### Page
──────────

Another situation where parallel computations can be applied is when we run several different computations, that is, we don’t divide a problem into subtasks. For instance, we could run calculations of π using different algorithms in parallel.

Python Multiprocessing Using Queue Class

We know that Queue is important part of the data structure. Python multiprocessing is precisely the same as the data structure queue, which based on the “First-In-First-Out” concept. Queue generally stores the Python object and plays an essential role in sharing data between processes. Queues are passed as a parameter in the Process’ target function to allow the process to consume data. The Queue provides the put() function to insert the data and get() function to get data from the queues. Let’s understand the following example.

Example –

# Importing Queue Class  
  
from multiprocessing import Queue  
  
fruits = ['Apple', 'Orange', 'Guava', 'Papaya', 'Banana']  
count = 1  
# creating a queue object  
queue = Queue()  
print('pushing items to the queue:')  
for fr in fruits:  
    print('item no: ', count, ' ', fr)  
    queue.put(fr)  
    count += 1  
  
print('\npopping items from the queue:')  
count = 0  
while not queue.empty():  
    print('item no: ', count, ' ', queue.get())  
    count += 1  

Output:

pushing items to the queue:
('item no: ', 1, ' ', 'Apple')
('item no: ', 2, ' ', 'Orange')
('item no: ', 3, ' ', 'Guava')
('item no: ', 4, ' ', 'Papaya')
('item no: ', 5, ' ', 'Banana')

popping items from the queue:
('item no: ', 0, ' ', 'Apple')

──────────

### Material
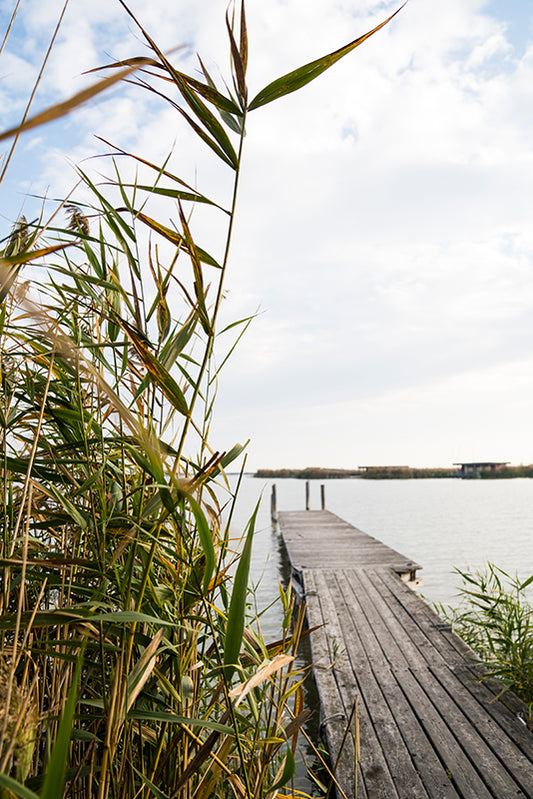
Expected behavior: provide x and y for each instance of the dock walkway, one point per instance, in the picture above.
(428, 727)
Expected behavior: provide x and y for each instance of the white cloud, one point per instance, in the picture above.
(384, 219)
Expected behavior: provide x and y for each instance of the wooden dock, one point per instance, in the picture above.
(429, 726)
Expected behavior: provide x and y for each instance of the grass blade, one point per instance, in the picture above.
(61, 109)
(56, 767)
(294, 80)
(236, 612)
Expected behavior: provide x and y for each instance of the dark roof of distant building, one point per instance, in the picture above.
(483, 463)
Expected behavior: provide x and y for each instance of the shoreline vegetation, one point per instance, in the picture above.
(391, 473)
(131, 663)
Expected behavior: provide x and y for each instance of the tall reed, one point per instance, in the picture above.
(129, 666)
(495, 618)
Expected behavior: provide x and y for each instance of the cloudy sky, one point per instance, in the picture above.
(385, 233)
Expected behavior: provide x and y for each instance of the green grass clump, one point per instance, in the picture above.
(495, 618)
(129, 664)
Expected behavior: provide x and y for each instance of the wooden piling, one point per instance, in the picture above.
(274, 505)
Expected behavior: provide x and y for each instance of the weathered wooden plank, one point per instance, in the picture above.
(334, 709)
(430, 727)
(452, 654)
(319, 539)
(414, 766)
(374, 770)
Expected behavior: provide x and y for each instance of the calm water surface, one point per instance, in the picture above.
(442, 524)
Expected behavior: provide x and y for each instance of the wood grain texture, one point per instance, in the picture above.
(431, 725)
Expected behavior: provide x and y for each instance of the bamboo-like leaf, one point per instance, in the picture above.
(237, 60)
(206, 540)
(162, 172)
(279, 662)
(10, 265)
(160, 376)
(236, 612)
(57, 764)
(231, 122)
(61, 109)
(142, 670)
(209, 92)
(176, 238)
(294, 80)
(16, 788)
(285, 772)
(176, 194)
(230, 161)
(171, 718)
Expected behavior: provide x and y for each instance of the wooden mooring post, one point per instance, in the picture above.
(274, 505)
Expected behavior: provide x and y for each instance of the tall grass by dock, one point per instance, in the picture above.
(128, 664)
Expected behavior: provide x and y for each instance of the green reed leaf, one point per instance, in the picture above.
(57, 765)
(237, 607)
(158, 374)
(239, 55)
(16, 788)
(294, 80)
(209, 92)
(234, 124)
(61, 109)
(176, 238)
(206, 540)
(289, 767)
(171, 718)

──────────

### What the exercise asks
List every fruit name in the `fruits` list in the queue tutorial above.

### Result for this task
Apple, Orange, Guava, Papaya, Banana